* _Task objective_: Starting at the line that has "Note: spot the bird in" and stopping after the line that has "<point>244,149</point>", rewrite the records with "drop a single point" changed to "place one point" and nothing else altered. Return only those lines.

* _Given entries_:
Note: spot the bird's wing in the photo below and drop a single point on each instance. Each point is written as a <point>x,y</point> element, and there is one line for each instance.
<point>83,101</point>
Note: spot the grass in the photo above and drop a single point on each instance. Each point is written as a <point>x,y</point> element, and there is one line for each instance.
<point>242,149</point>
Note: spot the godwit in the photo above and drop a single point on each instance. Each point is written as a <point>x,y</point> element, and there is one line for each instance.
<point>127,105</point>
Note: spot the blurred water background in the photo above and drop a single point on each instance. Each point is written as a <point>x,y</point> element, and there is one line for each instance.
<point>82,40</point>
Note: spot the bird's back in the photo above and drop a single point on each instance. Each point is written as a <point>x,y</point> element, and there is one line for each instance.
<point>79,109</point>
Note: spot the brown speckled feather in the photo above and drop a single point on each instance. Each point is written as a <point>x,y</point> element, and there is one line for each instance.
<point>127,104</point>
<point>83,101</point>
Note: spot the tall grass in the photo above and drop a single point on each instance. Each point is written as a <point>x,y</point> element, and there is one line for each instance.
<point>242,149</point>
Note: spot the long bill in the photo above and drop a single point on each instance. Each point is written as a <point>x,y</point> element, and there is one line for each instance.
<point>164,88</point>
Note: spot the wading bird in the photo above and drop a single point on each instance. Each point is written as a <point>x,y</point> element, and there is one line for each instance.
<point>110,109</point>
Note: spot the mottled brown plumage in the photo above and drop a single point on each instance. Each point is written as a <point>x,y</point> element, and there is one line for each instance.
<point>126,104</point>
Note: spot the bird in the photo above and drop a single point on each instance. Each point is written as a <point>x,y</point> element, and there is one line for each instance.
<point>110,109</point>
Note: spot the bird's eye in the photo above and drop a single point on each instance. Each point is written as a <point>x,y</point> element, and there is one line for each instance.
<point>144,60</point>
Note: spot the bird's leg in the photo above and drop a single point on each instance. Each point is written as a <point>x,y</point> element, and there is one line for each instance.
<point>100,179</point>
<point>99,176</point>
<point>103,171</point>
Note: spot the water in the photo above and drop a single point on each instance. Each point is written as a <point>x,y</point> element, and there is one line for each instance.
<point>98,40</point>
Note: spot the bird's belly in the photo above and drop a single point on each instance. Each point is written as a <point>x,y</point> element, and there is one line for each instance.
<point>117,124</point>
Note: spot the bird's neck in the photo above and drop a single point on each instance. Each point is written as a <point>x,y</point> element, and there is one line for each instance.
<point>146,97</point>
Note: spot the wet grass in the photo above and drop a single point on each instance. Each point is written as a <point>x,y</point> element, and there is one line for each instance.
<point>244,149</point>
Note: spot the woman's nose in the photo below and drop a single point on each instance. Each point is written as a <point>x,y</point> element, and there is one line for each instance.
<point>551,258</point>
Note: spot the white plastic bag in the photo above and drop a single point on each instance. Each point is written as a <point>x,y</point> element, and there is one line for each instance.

* _Completed exercise_:
Note: spot the bird in the photo above and place one point on each instance. Each point is written as a <point>x,y</point> element, and there is one line for each instance.
<point>110,109</point>
Note: spot the bird's eye in the photo above and place one point on each instance. Each point is written as a <point>x,y</point> element, and there is one line for each instance.
<point>144,60</point>
Note: spot the bird's leg in the photo above and place one point on each instance. Each point is written as a <point>x,y</point> element, and there is one line for each instance.
<point>100,179</point>
<point>99,176</point>
<point>103,171</point>
Note: spot the water in the photo above and place one point on each instance. Each point is written as a <point>x,y</point> element, and there is one line for each instance.
<point>98,40</point>
Note: spot the bird's belly in the photo above and place one point on each instance. Each point is written as a <point>x,y</point> element, and there is one line for each instance.
<point>117,124</point>
Note: spot the bird's neck in the photo above and place one point on each instance. Each point is written as a <point>x,y</point> element, and there is one line for each instance.
<point>146,97</point>
Note: spot the wet grass in the photo above and place one point on each instance. Each point is written as a <point>x,y</point> element, and there is one line for each instance.
<point>244,149</point>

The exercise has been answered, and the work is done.